TASK BRIEF: Pull out every line of the data that contains the word "swan", copying each one in full.
>> start
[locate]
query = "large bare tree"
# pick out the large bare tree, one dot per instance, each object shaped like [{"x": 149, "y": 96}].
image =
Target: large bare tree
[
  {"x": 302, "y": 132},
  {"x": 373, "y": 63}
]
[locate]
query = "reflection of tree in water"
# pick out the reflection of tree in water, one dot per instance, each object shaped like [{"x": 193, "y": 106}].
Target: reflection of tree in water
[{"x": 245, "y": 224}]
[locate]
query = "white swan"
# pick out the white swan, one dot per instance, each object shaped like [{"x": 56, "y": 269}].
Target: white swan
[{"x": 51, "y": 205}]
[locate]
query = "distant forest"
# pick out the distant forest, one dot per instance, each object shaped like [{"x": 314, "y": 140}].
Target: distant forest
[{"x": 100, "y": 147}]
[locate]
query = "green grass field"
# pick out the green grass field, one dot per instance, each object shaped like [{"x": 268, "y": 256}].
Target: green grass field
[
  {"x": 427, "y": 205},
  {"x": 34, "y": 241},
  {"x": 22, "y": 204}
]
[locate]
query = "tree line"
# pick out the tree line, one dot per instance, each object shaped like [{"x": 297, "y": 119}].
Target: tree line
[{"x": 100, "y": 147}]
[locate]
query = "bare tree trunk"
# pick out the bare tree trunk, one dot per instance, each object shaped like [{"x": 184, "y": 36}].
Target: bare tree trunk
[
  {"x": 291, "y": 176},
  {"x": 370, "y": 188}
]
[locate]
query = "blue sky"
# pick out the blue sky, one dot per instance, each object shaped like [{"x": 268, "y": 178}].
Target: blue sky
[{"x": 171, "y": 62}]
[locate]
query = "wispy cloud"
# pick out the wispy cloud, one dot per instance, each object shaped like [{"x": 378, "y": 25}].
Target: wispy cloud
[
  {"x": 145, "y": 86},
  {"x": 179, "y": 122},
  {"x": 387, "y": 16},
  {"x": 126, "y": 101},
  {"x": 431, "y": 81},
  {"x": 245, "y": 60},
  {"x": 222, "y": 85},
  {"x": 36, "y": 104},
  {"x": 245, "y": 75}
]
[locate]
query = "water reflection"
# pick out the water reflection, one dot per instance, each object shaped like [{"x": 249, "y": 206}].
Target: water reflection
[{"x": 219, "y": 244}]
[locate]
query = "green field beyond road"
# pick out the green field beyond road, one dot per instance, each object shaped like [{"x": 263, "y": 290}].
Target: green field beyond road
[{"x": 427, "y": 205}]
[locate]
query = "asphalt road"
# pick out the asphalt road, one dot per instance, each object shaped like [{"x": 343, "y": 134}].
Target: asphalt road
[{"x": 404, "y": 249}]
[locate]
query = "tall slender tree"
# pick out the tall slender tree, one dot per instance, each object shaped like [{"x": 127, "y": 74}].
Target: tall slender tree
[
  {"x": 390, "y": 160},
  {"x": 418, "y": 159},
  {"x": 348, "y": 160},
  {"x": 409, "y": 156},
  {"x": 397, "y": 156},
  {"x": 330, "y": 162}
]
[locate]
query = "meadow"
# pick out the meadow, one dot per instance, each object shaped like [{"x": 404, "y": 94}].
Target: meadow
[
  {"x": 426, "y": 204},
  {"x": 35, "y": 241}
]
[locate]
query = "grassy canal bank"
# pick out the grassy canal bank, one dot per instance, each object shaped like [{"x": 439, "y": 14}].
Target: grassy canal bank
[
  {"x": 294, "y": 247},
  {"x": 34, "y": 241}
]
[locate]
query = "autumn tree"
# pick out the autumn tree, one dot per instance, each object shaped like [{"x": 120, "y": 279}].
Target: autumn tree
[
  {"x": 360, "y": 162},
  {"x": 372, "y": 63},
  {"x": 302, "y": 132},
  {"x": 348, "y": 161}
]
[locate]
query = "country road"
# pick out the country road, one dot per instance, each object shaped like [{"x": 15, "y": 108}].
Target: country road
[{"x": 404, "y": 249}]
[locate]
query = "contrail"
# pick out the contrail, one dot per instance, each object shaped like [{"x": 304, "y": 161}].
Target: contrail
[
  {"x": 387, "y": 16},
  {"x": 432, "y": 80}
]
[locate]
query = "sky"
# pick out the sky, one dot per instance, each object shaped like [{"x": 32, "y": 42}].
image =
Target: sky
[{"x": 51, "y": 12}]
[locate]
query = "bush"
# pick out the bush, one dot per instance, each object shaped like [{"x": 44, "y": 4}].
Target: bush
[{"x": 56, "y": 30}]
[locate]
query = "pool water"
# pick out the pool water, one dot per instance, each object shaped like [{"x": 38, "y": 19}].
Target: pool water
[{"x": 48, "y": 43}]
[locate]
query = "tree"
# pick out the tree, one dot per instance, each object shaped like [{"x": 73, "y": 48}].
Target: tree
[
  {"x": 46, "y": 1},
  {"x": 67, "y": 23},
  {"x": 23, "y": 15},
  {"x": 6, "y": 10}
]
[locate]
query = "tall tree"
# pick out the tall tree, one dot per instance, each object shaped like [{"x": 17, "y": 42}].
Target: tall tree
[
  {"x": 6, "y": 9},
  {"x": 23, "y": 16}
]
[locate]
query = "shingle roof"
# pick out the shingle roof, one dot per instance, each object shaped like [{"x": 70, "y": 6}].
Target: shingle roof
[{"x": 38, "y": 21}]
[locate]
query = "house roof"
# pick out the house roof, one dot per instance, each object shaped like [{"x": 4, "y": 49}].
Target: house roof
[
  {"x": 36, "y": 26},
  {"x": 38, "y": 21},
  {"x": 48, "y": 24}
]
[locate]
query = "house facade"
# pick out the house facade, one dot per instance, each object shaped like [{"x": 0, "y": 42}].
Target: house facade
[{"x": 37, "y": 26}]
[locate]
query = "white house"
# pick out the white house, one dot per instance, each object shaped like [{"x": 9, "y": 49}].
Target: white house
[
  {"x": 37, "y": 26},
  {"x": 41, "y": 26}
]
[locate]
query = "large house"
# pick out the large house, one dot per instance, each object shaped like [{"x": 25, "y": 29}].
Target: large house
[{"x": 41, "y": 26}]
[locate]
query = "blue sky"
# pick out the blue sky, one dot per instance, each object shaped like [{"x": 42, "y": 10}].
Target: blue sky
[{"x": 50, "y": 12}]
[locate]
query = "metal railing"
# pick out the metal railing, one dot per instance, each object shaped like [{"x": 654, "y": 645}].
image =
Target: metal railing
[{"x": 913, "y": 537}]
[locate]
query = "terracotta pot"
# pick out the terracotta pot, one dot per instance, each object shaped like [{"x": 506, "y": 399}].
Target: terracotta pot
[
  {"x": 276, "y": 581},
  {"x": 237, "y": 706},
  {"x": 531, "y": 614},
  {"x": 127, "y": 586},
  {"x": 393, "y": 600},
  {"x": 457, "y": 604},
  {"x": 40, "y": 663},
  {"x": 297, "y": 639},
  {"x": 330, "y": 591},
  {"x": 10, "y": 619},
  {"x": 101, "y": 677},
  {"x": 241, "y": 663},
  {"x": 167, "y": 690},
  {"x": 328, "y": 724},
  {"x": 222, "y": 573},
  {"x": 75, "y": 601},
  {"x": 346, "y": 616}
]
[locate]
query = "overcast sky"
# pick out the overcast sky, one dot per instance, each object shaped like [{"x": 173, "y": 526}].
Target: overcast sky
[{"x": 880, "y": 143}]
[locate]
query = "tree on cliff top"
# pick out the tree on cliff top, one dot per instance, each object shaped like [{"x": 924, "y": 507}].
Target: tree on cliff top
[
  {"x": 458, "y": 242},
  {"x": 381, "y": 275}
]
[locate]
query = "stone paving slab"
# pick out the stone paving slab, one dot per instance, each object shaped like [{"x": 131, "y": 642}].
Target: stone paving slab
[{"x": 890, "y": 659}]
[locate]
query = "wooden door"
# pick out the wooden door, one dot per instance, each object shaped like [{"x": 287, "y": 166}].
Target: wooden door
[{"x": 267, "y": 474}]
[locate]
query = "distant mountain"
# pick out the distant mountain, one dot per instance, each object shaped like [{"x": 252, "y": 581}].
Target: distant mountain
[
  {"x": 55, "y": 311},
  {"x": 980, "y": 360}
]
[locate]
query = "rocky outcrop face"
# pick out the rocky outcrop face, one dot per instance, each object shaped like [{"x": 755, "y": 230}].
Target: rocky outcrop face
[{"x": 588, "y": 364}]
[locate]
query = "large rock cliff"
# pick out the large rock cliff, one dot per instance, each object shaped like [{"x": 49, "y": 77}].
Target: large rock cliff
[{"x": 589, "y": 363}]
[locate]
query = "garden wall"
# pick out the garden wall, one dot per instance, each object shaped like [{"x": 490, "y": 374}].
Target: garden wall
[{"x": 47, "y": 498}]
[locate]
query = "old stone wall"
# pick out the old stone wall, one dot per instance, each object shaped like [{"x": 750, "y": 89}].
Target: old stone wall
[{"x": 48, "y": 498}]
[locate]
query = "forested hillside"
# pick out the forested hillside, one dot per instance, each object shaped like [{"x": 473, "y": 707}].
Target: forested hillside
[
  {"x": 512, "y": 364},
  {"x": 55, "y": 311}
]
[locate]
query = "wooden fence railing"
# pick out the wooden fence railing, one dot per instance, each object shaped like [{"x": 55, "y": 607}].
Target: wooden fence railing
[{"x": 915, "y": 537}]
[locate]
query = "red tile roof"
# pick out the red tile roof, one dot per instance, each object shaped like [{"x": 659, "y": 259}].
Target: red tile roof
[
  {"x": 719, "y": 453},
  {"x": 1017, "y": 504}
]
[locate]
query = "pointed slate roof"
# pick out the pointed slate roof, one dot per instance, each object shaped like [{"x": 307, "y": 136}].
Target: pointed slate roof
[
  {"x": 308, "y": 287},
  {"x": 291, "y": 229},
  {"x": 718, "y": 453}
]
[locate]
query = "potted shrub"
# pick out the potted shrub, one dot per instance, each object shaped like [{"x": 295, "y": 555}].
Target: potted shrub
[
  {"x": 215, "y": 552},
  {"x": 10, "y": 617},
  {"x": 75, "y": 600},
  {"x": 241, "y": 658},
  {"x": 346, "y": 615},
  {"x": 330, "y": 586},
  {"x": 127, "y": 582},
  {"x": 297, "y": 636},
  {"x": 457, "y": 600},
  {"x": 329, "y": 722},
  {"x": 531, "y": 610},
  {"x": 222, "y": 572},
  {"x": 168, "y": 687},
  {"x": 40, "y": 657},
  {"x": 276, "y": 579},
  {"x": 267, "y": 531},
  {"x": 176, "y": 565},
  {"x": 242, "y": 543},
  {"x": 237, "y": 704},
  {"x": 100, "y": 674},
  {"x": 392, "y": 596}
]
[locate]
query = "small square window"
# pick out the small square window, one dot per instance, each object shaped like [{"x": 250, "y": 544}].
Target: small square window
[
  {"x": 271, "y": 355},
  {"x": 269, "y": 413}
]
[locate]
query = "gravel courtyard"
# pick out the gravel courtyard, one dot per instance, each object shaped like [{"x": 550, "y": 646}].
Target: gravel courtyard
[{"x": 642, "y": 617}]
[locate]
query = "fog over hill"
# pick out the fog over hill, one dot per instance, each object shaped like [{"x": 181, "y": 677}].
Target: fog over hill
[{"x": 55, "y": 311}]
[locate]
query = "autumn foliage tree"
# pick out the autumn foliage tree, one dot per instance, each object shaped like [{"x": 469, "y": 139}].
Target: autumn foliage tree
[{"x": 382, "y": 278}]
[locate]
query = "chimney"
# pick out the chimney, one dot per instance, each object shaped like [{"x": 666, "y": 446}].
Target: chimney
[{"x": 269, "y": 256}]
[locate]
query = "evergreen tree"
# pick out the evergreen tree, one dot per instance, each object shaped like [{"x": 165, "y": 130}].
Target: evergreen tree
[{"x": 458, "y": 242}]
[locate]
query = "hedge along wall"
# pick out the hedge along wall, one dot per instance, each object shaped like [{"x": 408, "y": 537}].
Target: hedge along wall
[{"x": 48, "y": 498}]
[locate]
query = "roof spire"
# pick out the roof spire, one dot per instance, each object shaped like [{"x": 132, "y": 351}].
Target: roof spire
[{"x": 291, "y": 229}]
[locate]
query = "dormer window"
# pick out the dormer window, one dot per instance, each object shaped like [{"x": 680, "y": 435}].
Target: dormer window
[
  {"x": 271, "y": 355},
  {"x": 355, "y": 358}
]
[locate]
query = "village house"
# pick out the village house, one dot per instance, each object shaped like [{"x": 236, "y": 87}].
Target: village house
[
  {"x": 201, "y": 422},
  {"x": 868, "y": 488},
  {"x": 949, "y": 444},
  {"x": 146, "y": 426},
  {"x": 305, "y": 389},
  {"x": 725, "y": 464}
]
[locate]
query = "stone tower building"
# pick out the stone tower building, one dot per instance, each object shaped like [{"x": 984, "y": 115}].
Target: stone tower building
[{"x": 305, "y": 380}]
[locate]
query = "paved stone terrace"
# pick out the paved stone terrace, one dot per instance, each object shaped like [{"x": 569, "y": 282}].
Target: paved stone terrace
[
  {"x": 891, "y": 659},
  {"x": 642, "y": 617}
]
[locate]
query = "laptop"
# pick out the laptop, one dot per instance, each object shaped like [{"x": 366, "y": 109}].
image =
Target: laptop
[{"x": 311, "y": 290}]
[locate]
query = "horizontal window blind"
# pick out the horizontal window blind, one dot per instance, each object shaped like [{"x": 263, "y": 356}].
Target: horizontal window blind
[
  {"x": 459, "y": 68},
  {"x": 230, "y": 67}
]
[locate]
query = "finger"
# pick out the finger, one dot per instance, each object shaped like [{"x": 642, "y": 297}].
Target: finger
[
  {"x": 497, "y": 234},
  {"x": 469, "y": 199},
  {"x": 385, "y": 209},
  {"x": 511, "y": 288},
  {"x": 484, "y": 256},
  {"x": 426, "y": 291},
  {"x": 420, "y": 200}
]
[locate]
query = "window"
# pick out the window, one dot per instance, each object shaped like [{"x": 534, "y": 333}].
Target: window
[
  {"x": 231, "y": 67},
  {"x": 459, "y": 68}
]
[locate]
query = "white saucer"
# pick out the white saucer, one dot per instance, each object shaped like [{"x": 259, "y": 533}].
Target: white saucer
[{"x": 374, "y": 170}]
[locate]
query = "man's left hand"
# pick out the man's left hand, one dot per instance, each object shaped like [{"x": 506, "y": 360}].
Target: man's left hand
>> end
EXERCISE ANSWER:
query = "white swan"
# pick out the white swan, one dot per instance, each object shaped like [{"x": 56, "y": 269}].
Target: white swan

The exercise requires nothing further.